• _Written task_: Begin with the line containing "Expected: for each instance of the backpack" and copy each line exactly through the last line of the entries, inclusive.

Named-object pointing records
***

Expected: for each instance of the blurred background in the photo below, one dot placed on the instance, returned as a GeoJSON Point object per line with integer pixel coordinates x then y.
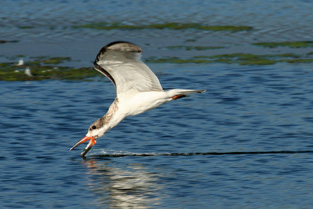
{"type": "Point", "coordinates": [245, 143]}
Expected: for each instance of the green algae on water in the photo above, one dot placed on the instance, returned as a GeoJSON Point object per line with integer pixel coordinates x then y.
{"type": "Point", "coordinates": [44, 68]}
{"type": "Point", "coordinates": [161, 26]}
{"type": "Point", "coordinates": [198, 48]}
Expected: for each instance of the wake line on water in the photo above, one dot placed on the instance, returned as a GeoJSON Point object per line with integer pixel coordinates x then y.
{"type": "Point", "coordinates": [197, 153]}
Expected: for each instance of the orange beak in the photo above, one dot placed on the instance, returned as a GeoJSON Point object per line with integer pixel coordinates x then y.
{"type": "Point", "coordinates": [88, 147]}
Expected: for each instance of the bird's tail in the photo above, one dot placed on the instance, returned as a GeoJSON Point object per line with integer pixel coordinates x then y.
{"type": "Point", "coordinates": [179, 93]}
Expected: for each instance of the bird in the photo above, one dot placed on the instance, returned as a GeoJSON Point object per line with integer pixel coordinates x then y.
{"type": "Point", "coordinates": [28, 72]}
{"type": "Point", "coordinates": [137, 88]}
{"type": "Point", "coordinates": [20, 62]}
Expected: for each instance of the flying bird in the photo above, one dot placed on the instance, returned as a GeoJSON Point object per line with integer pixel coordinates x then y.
{"type": "Point", "coordinates": [137, 88]}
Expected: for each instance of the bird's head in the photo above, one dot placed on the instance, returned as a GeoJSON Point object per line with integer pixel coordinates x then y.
{"type": "Point", "coordinates": [95, 131]}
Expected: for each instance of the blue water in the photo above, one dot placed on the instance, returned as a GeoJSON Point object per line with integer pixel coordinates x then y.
{"type": "Point", "coordinates": [163, 158]}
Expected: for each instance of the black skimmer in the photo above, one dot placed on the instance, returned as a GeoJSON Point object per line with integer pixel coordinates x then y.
{"type": "Point", "coordinates": [137, 88]}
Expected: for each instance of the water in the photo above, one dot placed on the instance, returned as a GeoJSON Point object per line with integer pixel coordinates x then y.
{"type": "Point", "coordinates": [225, 148]}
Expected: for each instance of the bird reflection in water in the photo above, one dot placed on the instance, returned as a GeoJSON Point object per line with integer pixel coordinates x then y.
{"type": "Point", "coordinates": [123, 186]}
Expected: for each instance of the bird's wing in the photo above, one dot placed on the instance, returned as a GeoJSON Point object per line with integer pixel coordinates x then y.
{"type": "Point", "coordinates": [120, 62]}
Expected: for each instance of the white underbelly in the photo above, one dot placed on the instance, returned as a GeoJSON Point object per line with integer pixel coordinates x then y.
{"type": "Point", "coordinates": [142, 102]}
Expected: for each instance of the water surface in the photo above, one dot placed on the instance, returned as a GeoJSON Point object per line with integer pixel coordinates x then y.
{"type": "Point", "coordinates": [249, 116]}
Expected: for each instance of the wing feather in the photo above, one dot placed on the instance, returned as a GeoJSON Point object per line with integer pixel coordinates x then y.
{"type": "Point", "coordinates": [120, 62]}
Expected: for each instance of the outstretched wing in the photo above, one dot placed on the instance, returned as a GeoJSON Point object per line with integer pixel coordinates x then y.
{"type": "Point", "coordinates": [120, 62]}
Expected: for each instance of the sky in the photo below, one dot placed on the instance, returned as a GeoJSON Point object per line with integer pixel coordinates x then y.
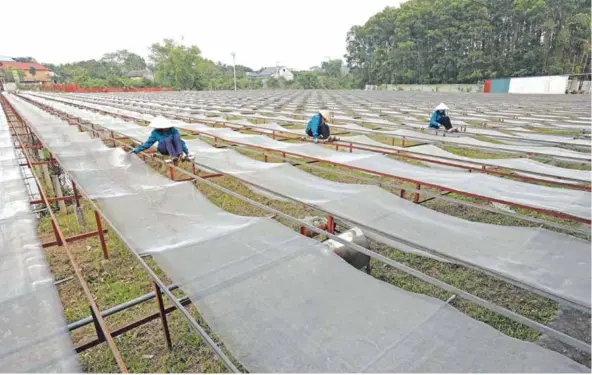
{"type": "Point", "coordinates": [298, 34]}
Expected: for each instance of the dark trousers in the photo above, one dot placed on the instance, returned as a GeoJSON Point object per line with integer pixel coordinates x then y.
{"type": "Point", "coordinates": [324, 131]}
{"type": "Point", "coordinates": [445, 122]}
{"type": "Point", "coordinates": [171, 146]}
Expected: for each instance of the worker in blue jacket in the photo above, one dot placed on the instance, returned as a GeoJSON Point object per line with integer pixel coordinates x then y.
{"type": "Point", "coordinates": [439, 118]}
{"type": "Point", "coordinates": [168, 138]}
{"type": "Point", "coordinates": [317, 126]}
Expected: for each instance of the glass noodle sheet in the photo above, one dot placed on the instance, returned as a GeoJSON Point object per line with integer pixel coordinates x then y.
{"type": "Point", "coordinates": [280, 302]}
{"type": "Point", "coordinates": [532, 256]}
{"type": "Point", "coordinates": [33, 332]}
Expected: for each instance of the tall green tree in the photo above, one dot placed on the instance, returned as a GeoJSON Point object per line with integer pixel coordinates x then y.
{"type": "Point", "coordinates": [463, 41]}
{"type": "Point", "coordinates": [126, 61]}
{"type": "Point", "coordinates": [178, 66]}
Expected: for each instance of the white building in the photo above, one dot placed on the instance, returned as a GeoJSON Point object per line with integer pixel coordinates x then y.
{"type": "Point", "coordinates": [275, 72]}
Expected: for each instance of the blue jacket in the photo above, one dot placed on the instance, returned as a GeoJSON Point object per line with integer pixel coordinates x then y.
{"type": "Point", "coordinates": [313, 125]}
{"type": "Point", "coordinates": [159, 136]}
{"type": "Point", "coordinates": [436, 115]}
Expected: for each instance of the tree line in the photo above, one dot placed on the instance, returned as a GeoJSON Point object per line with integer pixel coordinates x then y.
{"type": "Point", "coordinates": [183, 67]}
{"type": "Point", "coordinates": [466, 41]}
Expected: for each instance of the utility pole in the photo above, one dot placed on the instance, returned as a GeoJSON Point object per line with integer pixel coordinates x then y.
{"type": "Point", "coordinates": [234, 68]}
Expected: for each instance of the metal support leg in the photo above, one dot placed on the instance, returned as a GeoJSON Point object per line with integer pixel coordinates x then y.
{"type": "Point", "coordinates": [163, 319]}
{"type": "Point", "coordinates": [101, 235]}
{"type": "Point", "coordinates": [330, 224]}
{"type": "Point", "coordinates": [98, 330]}
{"type": "Point", "coordinates": [416, 197]}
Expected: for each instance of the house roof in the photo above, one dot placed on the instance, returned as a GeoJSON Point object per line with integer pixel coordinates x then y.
{"type": "Point", "coordinates": [21, 66]}
{"type": "Point", "coordinates": [138, 73]}
{"type": "Point", "coordinates": [266, 72]}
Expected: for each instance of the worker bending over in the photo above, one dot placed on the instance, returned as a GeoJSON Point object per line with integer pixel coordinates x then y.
{"type": "Point", "coordinates": [168, 138]}
{"type": "Point", "coordinates": [317, 126]}
{"type": "Point", "coordinates": [439, 117]}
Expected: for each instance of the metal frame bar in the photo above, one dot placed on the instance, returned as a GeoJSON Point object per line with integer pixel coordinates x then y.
{"type": "Point", "coordinates": [115, 103]}
{"type": "Point", "coordinates": [394, 238]}
{"type": "Point", "coordinates": [96, 312]}
{"type": "Point", "coordinates": [474, 299]}
{"type": "Point", "coordinates": [417, 182]}
{"type": "Point", "coordinates": [101, 325]}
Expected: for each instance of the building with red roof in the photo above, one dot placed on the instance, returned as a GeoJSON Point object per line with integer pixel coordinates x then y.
{"type": "Point", "coordinates": [34, 72]}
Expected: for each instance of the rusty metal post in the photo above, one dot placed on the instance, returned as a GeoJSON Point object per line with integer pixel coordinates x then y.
{"type": "Point", "coordinates": [58, 193]}
{"type": "Point", "coordinates": [172, 172]}
{"type": "Point", "coordinates": [163, 319]}
{"type": "Point", "coordinates": [416, 197]}
{"type": "Point", "coordinates": [98, 330]}
{"type": "Point", "coordinates": [101, 235]}
{"type": "Point", "coordinates": [330, 224]}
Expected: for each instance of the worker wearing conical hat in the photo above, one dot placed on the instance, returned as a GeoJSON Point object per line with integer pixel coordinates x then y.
{"type": "Point", "coordinates": [440, 118]}
{"type": "Point", "coordinates": [317, 126]}
{"type": "Point", "coordinates": [168, 138]}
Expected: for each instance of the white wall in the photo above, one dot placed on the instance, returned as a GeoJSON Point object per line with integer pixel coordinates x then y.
{"type": "Point", "coordinates": [435, 87]}
{"type": "Point", "coordinates": [539, 85]}
{"type": "Point", "coordinates": [287, 74]}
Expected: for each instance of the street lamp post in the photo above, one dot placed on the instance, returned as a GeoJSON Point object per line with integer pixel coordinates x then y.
{"type": "Point", "coordinates": [234, 68]}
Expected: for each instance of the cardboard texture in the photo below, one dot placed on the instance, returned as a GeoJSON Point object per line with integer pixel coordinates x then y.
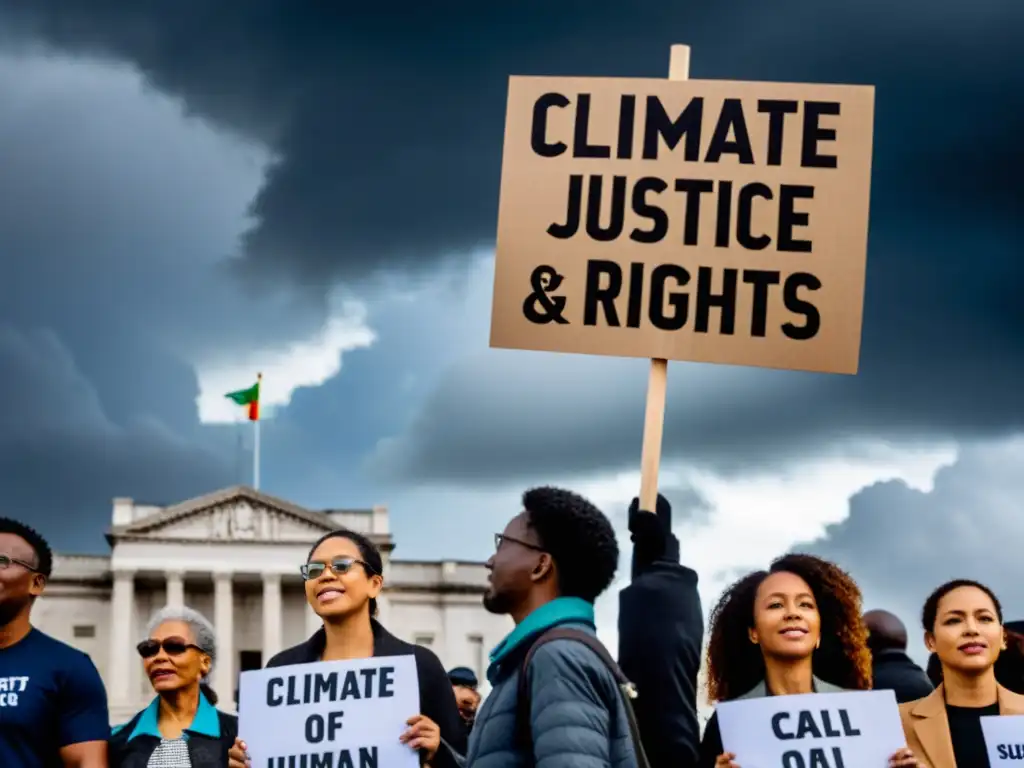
{"type": "Point", "coordinates": [809, 318]}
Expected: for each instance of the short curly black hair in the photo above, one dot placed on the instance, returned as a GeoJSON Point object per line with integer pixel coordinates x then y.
{"type": "Point", "coordinates": [931, 609]}
{"type": "Point", "coordinates": [579, 538]}
{"type": "Point", "coordinates": [44, 555]}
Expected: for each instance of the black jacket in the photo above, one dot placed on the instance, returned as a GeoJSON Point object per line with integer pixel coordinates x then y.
{"type": "Point", "coordinates": [893, 670]}
{"type": "Point", "coordinates": [436, 697]}
{"type": "Point", "coordinates": [205, 752]}
{"type": "Point", "coordinates": [660, 631]}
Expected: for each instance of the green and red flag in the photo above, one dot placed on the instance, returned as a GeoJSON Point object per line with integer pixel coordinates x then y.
{"type": "Point", "coordinates": [248, 397]}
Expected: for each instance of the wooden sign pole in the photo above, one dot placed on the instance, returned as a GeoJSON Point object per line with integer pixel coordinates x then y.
{"type": "Point", "coordinates": [653, 423]}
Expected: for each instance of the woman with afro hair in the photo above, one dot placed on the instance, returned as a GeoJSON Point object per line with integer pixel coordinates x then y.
{"type": "Point", "coordinates": [793, 629]}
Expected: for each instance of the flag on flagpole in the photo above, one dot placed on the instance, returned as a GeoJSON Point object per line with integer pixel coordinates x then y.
{"type": "Point", "coordinates": [248, 397]}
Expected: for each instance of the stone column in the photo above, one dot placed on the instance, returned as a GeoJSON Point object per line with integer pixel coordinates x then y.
{"type": "Point", "coordinates": [120, 660]}
{"type": "Point", "coordinates": [271, 615]}
{"type": "Point", "coordinates": [175, 589]}
{"type": "Point", "coordinates": [223, 622]}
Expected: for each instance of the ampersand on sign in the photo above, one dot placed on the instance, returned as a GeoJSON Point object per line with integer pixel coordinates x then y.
{"type": "Point", "coordinates": [541, 307]}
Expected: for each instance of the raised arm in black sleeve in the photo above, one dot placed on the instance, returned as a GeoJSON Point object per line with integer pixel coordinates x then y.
{"type": "Point", "coordinates": [660, 630]}
{"type": "Point", "coordinates": [437, 702]}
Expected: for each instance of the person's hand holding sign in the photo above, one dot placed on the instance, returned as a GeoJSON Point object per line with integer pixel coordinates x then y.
{"type": "Point", "coordinates": [903, 759]}
{"type": "Point", "coordinates": [237, 756]}
{"type": "Point", "coordinates": [423, 734]}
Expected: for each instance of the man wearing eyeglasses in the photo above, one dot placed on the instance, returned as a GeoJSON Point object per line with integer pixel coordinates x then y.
{"type": "Point", "coordinates": [52, 701]}
{"type": "Point", "coordinates": [555, 698]}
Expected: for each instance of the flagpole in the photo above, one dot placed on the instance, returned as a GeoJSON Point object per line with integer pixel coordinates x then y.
{"type": "Point", "coordinates": [259, 380]}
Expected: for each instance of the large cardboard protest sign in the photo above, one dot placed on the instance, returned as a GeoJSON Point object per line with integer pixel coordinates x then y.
{"type": "Point", "coordinates": [330, 714]}
{"type": "Point", "coordinates": [690, 220]}
{"type": "Point", "coordinates": [1004, 739]}
{"type": "Point", "coordinates": [859, 729]}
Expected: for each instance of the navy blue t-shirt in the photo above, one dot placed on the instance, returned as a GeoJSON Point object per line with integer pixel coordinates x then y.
{"type": "Point", "coordinates": [50, 696]}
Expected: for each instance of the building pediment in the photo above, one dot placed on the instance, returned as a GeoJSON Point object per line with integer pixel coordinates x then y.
{"type": "Point", "coordinates": [239, 514]}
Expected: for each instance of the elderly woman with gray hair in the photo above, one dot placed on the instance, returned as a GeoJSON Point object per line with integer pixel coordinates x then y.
{"type": "Point", "coordinates": [180, 728]}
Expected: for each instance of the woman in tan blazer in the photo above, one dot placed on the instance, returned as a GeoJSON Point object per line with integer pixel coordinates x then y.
{"type": "Point", "coordinates": [963, 623]}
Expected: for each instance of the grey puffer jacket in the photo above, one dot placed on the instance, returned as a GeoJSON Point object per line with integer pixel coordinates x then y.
{"type": "Point", "coordinates": [577, 715]}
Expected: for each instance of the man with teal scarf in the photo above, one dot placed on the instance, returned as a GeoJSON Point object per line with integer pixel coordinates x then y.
{"type": "Point", "coordinates": [549, 566]}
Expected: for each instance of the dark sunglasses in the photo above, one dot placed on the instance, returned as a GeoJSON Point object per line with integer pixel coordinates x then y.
{"type": "Point", "coordinates": [339, 565]}
{"type": "Point", "coordinates": [174, 646]}
{"type": "Point", "coordinates": [500, 538]}
{"type": "Point", "coordinates": [6, 561]}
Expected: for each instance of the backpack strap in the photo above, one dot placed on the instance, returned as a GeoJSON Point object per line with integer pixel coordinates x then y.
{"type": "Point", "coordinates": [524, 737]}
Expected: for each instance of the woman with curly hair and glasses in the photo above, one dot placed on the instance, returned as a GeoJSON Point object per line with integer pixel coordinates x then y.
{"type": "Point", "coordinates": [793, 629]}
{"type": "Point", "coordinates": [344, 576]}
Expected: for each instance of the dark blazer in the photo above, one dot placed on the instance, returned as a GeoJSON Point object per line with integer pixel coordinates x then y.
{"type": "Point", "coordinates": [209, 737]}
{"type": "Point", "coordinates": [436, 697]}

***

• _Full response_:
Expected: for each instance of the backpack strap in the photo above, one dot placed on the instance, returned as a GeoJSON Point object per line with integer pixel coordinates x then y.
{"type": "Point", "coordinates": [524, 737]}
Expected: for each instance of the woman with curly hair and glasses in the photo above, one dot placed on the instance, returned as a GeoJSON Point object per line with integer pixel coordinates x then y.
{"type": "Point", "coordinates": [793, 629]}
{"type": "Point", "coordinates": [344, 576]}
Expected: for each instance of the dark blazer in the photo above, one dot placed on the instance, returned as a GeoJSON Point object per line with integer pixel coordinates x then y.
{"type": "Point", "coordinates": [209, 737]}
{"type": "Point", "coordinates": [436, 697]}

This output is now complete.